Natural language region descriptions

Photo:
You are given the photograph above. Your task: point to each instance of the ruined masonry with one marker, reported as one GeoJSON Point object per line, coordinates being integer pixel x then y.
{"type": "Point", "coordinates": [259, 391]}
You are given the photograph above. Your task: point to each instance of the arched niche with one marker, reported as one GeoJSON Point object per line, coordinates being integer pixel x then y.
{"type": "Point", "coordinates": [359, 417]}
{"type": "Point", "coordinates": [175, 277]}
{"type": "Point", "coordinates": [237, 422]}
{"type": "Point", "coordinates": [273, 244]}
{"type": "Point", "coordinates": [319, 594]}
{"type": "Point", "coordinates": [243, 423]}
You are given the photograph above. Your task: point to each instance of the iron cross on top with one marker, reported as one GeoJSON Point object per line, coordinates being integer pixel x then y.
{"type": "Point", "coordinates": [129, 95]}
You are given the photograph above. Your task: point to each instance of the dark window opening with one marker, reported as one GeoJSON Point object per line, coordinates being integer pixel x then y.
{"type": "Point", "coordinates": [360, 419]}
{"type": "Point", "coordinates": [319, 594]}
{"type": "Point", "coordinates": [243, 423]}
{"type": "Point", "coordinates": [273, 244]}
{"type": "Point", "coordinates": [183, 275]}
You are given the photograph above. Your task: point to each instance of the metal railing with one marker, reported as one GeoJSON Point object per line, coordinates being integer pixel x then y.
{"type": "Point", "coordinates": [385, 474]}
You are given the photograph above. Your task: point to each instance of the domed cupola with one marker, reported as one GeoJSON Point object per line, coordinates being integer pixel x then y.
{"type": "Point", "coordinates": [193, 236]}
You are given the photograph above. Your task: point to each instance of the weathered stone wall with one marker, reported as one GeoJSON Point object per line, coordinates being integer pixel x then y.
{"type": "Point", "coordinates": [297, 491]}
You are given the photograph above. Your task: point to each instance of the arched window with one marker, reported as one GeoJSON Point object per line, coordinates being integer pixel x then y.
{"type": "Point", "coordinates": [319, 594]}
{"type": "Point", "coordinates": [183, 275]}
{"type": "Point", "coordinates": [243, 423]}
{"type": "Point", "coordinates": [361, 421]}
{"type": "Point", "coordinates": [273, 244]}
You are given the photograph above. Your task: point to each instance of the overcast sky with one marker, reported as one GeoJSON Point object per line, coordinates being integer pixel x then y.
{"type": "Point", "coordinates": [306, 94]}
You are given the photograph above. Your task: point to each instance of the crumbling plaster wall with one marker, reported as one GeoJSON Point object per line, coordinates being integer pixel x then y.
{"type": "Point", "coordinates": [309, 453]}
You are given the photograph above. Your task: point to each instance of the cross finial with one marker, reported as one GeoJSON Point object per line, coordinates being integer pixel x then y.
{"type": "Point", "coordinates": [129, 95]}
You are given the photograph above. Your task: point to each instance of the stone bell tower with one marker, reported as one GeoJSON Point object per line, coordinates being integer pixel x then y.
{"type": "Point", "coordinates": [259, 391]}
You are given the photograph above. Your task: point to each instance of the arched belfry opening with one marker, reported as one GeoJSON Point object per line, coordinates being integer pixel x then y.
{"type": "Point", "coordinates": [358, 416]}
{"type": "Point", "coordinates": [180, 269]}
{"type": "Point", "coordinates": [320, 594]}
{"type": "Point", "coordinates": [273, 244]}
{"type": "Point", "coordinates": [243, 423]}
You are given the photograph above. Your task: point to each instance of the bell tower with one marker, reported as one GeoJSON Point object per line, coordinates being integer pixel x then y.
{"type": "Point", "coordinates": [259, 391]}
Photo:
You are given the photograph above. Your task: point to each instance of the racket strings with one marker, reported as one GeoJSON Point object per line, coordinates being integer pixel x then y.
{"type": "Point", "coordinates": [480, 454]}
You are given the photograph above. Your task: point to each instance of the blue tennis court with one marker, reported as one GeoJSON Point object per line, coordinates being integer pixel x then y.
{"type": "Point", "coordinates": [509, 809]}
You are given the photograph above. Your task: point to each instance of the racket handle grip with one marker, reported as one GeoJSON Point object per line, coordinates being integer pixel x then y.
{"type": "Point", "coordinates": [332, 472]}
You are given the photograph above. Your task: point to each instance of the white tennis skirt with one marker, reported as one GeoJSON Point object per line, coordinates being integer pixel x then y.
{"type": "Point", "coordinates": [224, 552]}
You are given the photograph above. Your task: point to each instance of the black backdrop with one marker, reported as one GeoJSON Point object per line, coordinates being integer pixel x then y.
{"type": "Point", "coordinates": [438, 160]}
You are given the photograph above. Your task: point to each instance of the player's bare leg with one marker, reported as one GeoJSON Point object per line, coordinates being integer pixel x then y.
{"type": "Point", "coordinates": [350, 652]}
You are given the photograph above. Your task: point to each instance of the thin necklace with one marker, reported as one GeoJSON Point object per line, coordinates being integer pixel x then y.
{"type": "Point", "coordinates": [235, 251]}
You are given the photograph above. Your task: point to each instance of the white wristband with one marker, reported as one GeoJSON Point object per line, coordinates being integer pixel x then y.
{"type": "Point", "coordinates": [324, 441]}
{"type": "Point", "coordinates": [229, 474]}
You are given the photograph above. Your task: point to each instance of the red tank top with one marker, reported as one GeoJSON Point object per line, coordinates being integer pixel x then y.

### Task objective
Output the line containing "the white tennis" and each line after it through the close of the entries, unchanged and with no other lines.

### Response area
You are given the photograph above. Your task: point to each instance of the white tennis skirt with one marker, reported as one GeoJSON Point object per line, coordinates being integer pixel x then y.
{"type": "Point", "coordinates": [224, 552]}
You are given the photograph above. Your task: point to each instance of the black backdrop with one marker, reported as one GeoJSON Point object per line, coordinates being integer pixel x then y.
{"type": "Point", "coordinates": [438, 160]}
You are given the photograph above. Your task: point to each instance of the player's bare leg with one marker, reported as one GeoJSON Point object per line, coordinates being integer pixel x then y.
{"type": "Point", "coordinates": [350, 652]}
You are given the photograph above. Your task: point to each instance of the thin necklace with one marker, reported as one GeoJSON Point object per line, coordinates being integer pixel x then y.
{"type": "Point", "coordinates": [235, 251]}
You are given the photograph above. Your task: point to each instance of the white wristband with one marker, reported as one GeoJSON Point object per line, coordinates being integer pixel x then y.
{"type": "Point", "coordinates": [324, 441]}
{"type": "Point", "coordinates": [229, 474]}
You are given the photograph above. Your task: point to each instance of the red tank top with one marker, reported as one GeoJSON Point object per line, coordinates being integer pixel x then y.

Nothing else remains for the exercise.